Provided passage:
- - - - -
Ed Burkhardt, the chairman of the railway company, yesterday said the engineer probably did not set enough handbrakes when he parked his train some eight miles (13km) west of town late on Friday, leading to the deadly accident. The official apologised to residents of the town of about 6,000.

Too late

The words of remorse came too late for many locals, however, who remain angry at the company - Montreal Maine and Atlantic - and accuse Mr Burkhardt of shirking responsibility for the incident.

“They still aren’t taking the blame,” said Christiane, a woman who lived near the blast site and declined to give her last name. “First it’s the firemen, now the engineer, who will they blame tomorrow?”

Mr Burkhardt had previously said the air brakes that would have prevented the disaster failed because they were powered by an engine that was shut down by firefighters as they dealt with a fire shortly before the catastrophe occurred.

Yesterday, his focus was squarely on the engineer.

“It’s very questionable whether the hand brakes were properly applied on this train,” he told a crush of reporters. “As a matter of fact, I’ll say they weren’t, or we wouldn’t have had this incident.”

More than 200 investigators are working day and night to sift through the charred wreckage in the centre of Lac-Megantic in what authorities say is a crime scene. They have made no arrests.
- - - - -
Provided material:
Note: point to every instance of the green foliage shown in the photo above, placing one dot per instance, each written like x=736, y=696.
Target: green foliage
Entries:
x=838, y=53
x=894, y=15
- - - - -
What you should do:
Return the news passage about the Lac-Megantic train disaster in full, reproducing every word and punctuation mark unchanged.

Solution:
Ed Burkhardt, the chairman of the railway company, yesterday said the engineer probably did not set enough handbrakes when he parked his train some eight miles (13km) west of town late on Friday, leading to the deadly accident. The official apologised to residents of the town of about 6,000.

Too late

The words of remorse came too late for many locals, however, who remain angry at the company - Montreal Maine and Atlantic - and accuse Mr Burkhardt of shirking responsibility for the incident.

“They still aren’t taking the blame,” said Christiane, a woman who lived near the blast site and declined to give her last name. “First it’s the firemen, now the engineer, who will they blame tomorrow?”

Mr Burkhardt had previously said the air brakes that would have prevented the disaster failed because they were powered by an engine that was shut down by firefighters as they dealt with a fire shortly before the catastrophe occurred.

Yesterday, his focus was squarely on the engineer.

“It’s very questionable whether the hand brakes were properly applied on this train,” he told a crush of reporters. “As a matter of fact, I’ll say they weren’t, or we wouldn’t have had this incident.”

More than 200 investigators are working day and night to sift through the charred wreckage in the centre of Lac-Megantic in what authorities say is a crime scene. They have made no arrests.